Work task: Could you reproduce every record below exactly as it stands?

[Records from a data collection]
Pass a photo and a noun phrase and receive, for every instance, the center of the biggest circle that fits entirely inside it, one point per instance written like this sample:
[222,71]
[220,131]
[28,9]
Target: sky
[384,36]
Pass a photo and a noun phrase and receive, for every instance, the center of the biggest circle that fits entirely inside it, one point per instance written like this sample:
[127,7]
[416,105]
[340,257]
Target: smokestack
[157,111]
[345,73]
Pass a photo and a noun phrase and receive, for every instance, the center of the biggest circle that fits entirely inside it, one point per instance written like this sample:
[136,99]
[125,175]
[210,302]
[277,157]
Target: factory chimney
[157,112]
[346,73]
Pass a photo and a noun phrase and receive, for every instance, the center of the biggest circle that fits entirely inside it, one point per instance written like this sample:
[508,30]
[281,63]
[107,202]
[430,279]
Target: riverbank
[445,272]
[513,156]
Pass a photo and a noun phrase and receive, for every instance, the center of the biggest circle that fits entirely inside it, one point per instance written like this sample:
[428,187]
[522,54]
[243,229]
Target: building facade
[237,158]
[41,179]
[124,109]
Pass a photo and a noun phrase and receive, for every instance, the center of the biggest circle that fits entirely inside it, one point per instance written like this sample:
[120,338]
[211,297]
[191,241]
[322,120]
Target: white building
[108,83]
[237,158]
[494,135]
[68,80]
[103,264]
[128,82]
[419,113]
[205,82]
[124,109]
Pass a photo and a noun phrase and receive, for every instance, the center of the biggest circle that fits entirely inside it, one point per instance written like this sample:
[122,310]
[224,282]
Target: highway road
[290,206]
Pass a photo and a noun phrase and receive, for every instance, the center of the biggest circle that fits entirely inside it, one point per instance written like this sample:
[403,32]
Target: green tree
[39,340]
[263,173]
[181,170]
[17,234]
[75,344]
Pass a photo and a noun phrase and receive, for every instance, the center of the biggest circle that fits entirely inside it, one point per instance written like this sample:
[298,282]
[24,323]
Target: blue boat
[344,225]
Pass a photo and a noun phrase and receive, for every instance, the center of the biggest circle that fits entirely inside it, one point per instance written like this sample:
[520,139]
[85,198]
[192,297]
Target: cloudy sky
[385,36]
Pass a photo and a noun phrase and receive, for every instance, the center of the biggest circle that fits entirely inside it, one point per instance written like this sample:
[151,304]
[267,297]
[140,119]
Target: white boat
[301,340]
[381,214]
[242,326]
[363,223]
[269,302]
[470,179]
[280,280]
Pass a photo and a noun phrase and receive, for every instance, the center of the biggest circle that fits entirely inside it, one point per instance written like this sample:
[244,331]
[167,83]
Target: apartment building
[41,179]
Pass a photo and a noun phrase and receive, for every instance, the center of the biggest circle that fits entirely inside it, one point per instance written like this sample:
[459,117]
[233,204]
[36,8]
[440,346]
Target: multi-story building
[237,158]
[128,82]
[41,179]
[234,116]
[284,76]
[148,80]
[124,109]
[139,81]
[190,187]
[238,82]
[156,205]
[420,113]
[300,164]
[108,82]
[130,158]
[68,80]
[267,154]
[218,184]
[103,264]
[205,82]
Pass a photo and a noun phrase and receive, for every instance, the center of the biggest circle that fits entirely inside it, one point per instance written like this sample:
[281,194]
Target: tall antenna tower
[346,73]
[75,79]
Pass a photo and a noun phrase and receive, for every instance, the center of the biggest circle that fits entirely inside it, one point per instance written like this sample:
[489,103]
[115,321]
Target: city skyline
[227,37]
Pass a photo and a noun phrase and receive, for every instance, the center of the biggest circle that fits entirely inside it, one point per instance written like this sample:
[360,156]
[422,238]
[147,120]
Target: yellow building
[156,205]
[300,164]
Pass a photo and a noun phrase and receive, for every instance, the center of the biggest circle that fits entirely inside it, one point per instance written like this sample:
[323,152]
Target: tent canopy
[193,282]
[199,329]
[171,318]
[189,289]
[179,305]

Written solution:
Pass a photo and a noun phrase and receive, for every instance, the center of the biggest circle that fits entirely inside it, one point per instance written like this sample:
[222,71]
[220,131]
[28,9]
Target: sky
[384,36]
Pass a photo and a noun phrase and receive, for every instance, the center of the biggest circle that fits entirely inside it, one point per instance written like this sample:
[127,7]
[416,105]
[340,257]
Target: smokestack
[157,111]
[345,73]
Pass a photo and a noun phrase and receive, for every instance, the center of the biggest circle that fits entirely inside it, one point per instance written like this sample:
[136,99]
[125,175]
[210,302]
[277,157]
Target: factory chimney
[157,112]
[346,73]
Pass a photo and a noun phrase and receive, for every instance, the center of the biggest circle that fits entirely inside it, one point per instance written like this sample:
[508,30]
[281,63]
[107,202]
[430,279]
Target: riverbank
[445,272]
[513,156]
Pass a photo and a noun phrase and receive, for every instance, the center of the biggest circle that fits entirely inside it, one point per instance written like this sample:
[428,187]
[522,54]
[243,229]
Target: building facade
[237,158]
[41,179]
[124,109]
Pass a photo and a noun phrase and receive, for every instance, the center of the biggest circle that fits entirely inside it, one point per instance written like this sample:
[120,338]
[211,297]
[191,241]
[322,120]
Target: white building
[108,83]
[237,158]
[494,135]
[68,80]
[103,264]
[128,82]
[419,113]
[205,82]
[124,109]
Pass a photo and a noun phrase and receive, for every instance, the center of the biggest circle that fits entirely inside it, one point per instance written like this sample:
[122,310]
[224,282]
Target: highway road
[290,206]
Pass a photo and a noun phrase and receive, for every instance, the center of the biggest circle that fits entirely inside it, one point per instance written like this sample:
[403,32]
Target: green tree
[39,340]
[263,173]
[181,170]
[17,234]
[75,344]
Pass a photo and a noun phrase and receive, for every instance, the center of the biggest circle that fits entirely inside it, one point per instance written like this sample:
[298,282]
[24,323]
Target: blue boat
[344,225]
Pass a photo and a noun phrase and receive, for every instance, the center of the biggest circle that fits entirely inside it, one point per instance written like this sample:
[520,139]
[85,198]
[192,297]
Target: cloudy sky
[385,36]
Pass a photo and a noun phrase and receive, for every instance, the center of the biggest circle that fits entirely inside it, one point per instance written like this sample:
[151,304]
[267,297]
[140,119]
Target: white boat
[301,340]
[381,214]
[242,326]
[363,223]
[269,302]
[470,179]
[280,280]
Pass a photo and a noun phrase and receive, for every instance, the center of the biggest circle that fits entirely inside it, one point per instance written like this sample:
[244,331]
[167,83]
Target: apartment building
[41,179]
Pass a photo and a noun phrase and receive, for every instance, the center of the biggest circle that fits entirely inside it, one point per instance written like this sample:
[459,117]
[233,204]
[36,8]
[440,346]
Target: multi-story building
[237,158]
[128,82]
[41,179]
[234,116]
[284,76]
[148,80]
[124,109]
[139,81]
[190,187]
[238,82]
[156,205]
[420,113]
[300,164]
[108,82]
[130,158]
[68,80]
[267,154]
[218,184]
[103,264]
[205,82]
Pass a photo and a noun phrase and receive, for every instance, the center of the biggest circle that fits entirely inside it, one point per instance written like this sample:
[281,194]
Target: tall antenna tower
[346,73]
[75,79]
Pass a photo and a noun phrase and receive, for every instance, the center of the biggest circle that fits entirely inside it, one point per instance written like this sample:
[489,103]
[115,321]
Target: city skyline
[227,37]
Pass a photo and a noun phrase and receive, for every instance, the center of the biggest circle that fits entirely inside it, one point per instance written like this sample:
[360,156]
[422,238]
[147,120]
Target: yellow building
[156,205]
[300,164]
Pass a photo and a noun phrase and receive, for every instance, the center of the biggest circle that fits entirely inside it, one point per instance written like this sample:
[323,152]
Target: tent canopy
[193,282]
[199,329]
[171,318]
[189,289]
[179,305]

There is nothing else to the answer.